What you have to do: Please output, without any change, the lines of the material below from the very first through the one with "positive clicks: (1074, 893)".

Material for this task:
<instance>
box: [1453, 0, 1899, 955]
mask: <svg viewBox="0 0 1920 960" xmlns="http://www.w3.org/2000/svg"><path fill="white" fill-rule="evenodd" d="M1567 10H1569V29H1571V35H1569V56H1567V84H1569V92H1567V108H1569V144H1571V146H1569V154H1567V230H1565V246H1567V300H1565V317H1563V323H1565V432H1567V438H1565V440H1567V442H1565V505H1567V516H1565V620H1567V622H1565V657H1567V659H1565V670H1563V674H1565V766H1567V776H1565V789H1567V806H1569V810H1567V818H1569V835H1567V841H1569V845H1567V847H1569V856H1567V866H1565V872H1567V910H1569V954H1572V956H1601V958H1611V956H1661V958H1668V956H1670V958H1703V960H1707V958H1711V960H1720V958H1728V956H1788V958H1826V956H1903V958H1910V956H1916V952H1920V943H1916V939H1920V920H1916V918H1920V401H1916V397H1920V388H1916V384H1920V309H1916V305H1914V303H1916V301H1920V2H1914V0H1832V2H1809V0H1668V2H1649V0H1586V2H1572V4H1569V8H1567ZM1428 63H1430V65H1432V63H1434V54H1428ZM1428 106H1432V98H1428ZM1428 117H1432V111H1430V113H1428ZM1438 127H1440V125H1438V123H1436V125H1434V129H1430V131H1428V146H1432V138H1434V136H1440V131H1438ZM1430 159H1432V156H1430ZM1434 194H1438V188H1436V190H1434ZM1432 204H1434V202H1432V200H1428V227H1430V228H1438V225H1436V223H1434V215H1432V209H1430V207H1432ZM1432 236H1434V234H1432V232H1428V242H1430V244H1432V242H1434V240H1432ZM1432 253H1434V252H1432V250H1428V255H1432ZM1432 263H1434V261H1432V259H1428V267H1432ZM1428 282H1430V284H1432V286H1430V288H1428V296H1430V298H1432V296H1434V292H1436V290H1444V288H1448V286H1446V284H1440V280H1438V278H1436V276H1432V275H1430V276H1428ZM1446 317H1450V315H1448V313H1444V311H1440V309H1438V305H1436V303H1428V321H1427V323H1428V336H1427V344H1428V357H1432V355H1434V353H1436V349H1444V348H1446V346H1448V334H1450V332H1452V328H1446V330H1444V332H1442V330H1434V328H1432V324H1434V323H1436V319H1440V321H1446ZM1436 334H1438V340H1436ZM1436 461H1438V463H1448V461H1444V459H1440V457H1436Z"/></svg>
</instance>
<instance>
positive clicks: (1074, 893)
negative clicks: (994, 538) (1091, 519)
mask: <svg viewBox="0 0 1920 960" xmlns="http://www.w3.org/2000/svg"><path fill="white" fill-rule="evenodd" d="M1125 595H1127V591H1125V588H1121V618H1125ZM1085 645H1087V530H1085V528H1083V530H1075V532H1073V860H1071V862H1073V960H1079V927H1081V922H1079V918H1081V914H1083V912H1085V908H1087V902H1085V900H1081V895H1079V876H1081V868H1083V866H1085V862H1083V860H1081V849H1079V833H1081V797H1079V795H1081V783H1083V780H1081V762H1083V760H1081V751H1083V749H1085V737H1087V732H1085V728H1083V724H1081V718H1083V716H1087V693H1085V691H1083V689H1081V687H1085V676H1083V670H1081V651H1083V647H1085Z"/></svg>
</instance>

Reply:
<instance>
box: [1453, 0, 1899, 955]
mask: <svg viewBox="0 0 1920 960" xmlns="http://www.w3.org/2000/svg"><path fill="white" fill-rule="evenodd" d="M1567 10H1569V29H1571V35H1569V56H1567V84H1569V92H1567V108H1569V144H1571V146H1569V154H1567V230H1565V246H1567V300H1565V317H1563V323H1565V432H1567V438H1565V440H1567V442H1565V505H1567V516H1565V620H1567V622H1565V657H1567V659H1565V670H1563V674H1565V766H1567V776H1565V789H1567V806H1569V810H1567V818H1569V835H1567V841H1569V845H1567V847H1569V856H1567V866H1565V872H1567V910H1569V954H1572V956H1601V958H1611V956H1661V958H1668V956H1670V958H1703V960H1707V958H1711V960H1720V958H1728V956H1788V958H1826V956H1903V958H1910V956H1916V952H1920V943H1916V939H1920V920H1916V918H1920V401H1916V397H1920V388H1916V384H1920V309H1916V305H1914V303H1916V301H1920V2H1914V0H1832V2H1809V0H1668V2H1649V0H1586V2H1572V4H1569V8H1567ZM1428 63H1430V65H1432V63H1434V54H1428ZM1428 106H1432V98H1428ZM1428 117H1432V111H1430V113H1428ZM1438 127H1440V125H1438V123H1436V125H1434V129H1430V131H1428V146H1432V138H1434V136H1440V131H1438ZM1430 159H1432V156H1430ZM1434 194H1438V188H1436V190H1434ZM1432 204H1434V202H1432V200H1428V227H1430V228H1438V225H1436V223H1434V215H1432V209H1430V207H1432ZM1432 236H1434V234H1432V232H1428V242H1430V244H1432V242H1434V240H1432ZM1432 253H1434V252H1432V250H1428V255H1432ZM1432 263H1434V261H1432V259H1428V267H1432ZM1428 282H1430V284H1432V286H1430V288H1428V296H1430V298H1432V296H1434V292H1436V290H1444V288H1448V286H1446V284H1440V280H1438V278H1436V276H1432V275H1430V276H1428ZM1446 317H1450V315H1448V313H1444V311H1440V309H1438V305H1436V303H1428V321H1427V323H1428V336H1427V344H1428V357H1432V355H1434V353H1436V349H1444V348H1446V346H1448V334H1450V332H1452V328H1446V330H1444V332H1442V330H1434V328H1432V324H1434V323H1436V319H1440V321H1446ZM1436 334H1438V340H1436ZM1436 461H1438V463H1448V461H1444V459H1440V457H1436Z"/></svg>
</instance>
<instance>
positive clicks: (1074, 893)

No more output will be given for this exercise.